*DOCUMENTO DE ORIGEM:*

Bardos, Galdérios e Galhofa...


A Arte de Morrer Longe

A_Arte_de_morrer_longe


«Por essa hora, Arnaldo dava-se a uma acção retaliadora que se pode considerar temerária, tomando em conta o seu físico esguio e o feitio reservado.
Começou à entrada do elevador, quando o largo e folgazão Quintão Malpique meteu a patorra peluda entre as portas metálicas e fez disparar o sensor, evitando que fechassem. Foi Arnaldo o único de entre os dez utilizadores que não riu quando mais o fulano veio com a sua grande frase «Ai, ai, quanto mais fulgêncio me reputo tanto mais sulfúreo me alcandoro», suscitando comentários do género «Que castiço!», «Grande Malpique!». E olhou-o furibundo, quando ele lhe deu uma palmada no ombro e, depois, lhe apertou o braço com uma familiaridade que não estava lembrado de consentir.
Mas a questão não tinha ficado por aí. Foi um daqueles dias de atabalhoamento dos deuses, lá em cima, quando tropeçam ou se distraem e começam a cruzar linhas e a encaroçar as tintas. A distância de segurança a que Arnaldo mantinha Quintão Malpique, devido a uma antipatia fininha proveniente da incompatibilidade de feitios, costumava ser preservada, não apenas pelos vidros dos gabinetes, mas pelos seus passos cautelosos que evitavam aproximar-se quando o outro se repimpava na cafetaria, a dizer graçolas.
Descortina o leitor um tipo de português largo e inflado, ovante e intrusivo, propenso à calvície, com sobrancelhas de escovilhão, riso beiçudo, pelame encaracolado em todo o corpo, amador da piadola e da pirraça, grosseiro para os mais fracos, airoso para os superiores, em absoluto impenetrável a noções básicas de decência e decoro? Uma figura digna das Metamorfoses, em que se hibridam o entranhado lanzudo e o atávico malandrim? Não descortina? Então é porque este Quintão Malpique era uma raridade e convém, na passagem, examiná-lo mais de perto como espécime singular.
Se lhe perguntassem por que é que ele se tinha queixado à polícia, por carta anónima, duma velha que dependurava os cobertores nas traseiras do prédio, sem que isso afectasse ninguém, e muito menos os empregados duma empresa que não moravam ali, ele responderia, rindo: «É só p’ra chatear». Do mesmo modo, quando telefonava para a Câmara, disfarçando a voz, a denunciar um vizinho que fazia obras clandestinas numa casa de banho, era «só p´ra chatear». Também era «só p´ra chatear» o gesto de deixar o elevador encravado no nono andar para que um casal de idosos, com o seu velho cão, tivesse de se arrastar pelas escadas.»

*ENTRADAS FORNECIDAS:*
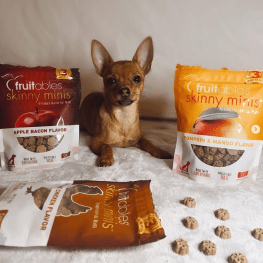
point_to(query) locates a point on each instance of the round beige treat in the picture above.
(208, 247)
(223, 232)
(222, 214)
(190, 222)
(31, 141)
(237, 258)
(189, 202)
(258, 234)
(180, 247)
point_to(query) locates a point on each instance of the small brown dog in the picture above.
(113, 117)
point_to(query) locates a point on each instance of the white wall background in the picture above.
(213, 34)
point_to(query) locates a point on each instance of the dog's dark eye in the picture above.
(136, 79)
(111, 81)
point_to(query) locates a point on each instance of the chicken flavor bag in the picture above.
(220, 123)
(38, 117)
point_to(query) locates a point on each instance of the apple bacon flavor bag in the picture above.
(220, 123)
(86, 214)
(38, 118)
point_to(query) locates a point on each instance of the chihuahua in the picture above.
(112, 117)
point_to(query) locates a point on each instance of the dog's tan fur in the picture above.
(112, 117)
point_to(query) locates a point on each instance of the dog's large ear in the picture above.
(144, 55)
(100, 56)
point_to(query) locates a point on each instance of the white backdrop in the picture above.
(213, 34)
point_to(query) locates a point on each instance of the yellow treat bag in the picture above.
(220, 124)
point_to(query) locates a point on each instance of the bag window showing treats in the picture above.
(92, 214)
(38, 116)
(220, 123)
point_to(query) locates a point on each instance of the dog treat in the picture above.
(219, 157)
(208, 247)
(79, 214)
(180, 247)
(237, 258)
(219, 116)
(39, 117)
(190, 222)
(222, 214)
(223, 232)
(189, 202)
(257, 233)
(40, 144)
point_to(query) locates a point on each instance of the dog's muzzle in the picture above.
(124, 95)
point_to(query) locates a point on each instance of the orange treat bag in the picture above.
(219, 124)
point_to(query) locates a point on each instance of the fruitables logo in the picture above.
(21, 89)
(28, 85)
(231, 94)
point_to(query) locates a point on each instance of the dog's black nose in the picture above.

*DESCRIÇÃO DO EXERCÍCIO:*
Transcreva do texto sobre Arnaldo e Quintão Malpique o trecho que abre com as palavras que contêm "A_Arte_de_morrer_longe" e fecha com "o feitio reservado.".

*RESULTADO DA TAREFA:*
A_Arte_de_morrer_longe


«Por essa hora, Arnaldo dava-se a uma acção retaliadora que se pode considerar temerária, tomando em conta o seu físico esguio e o feitio reservado.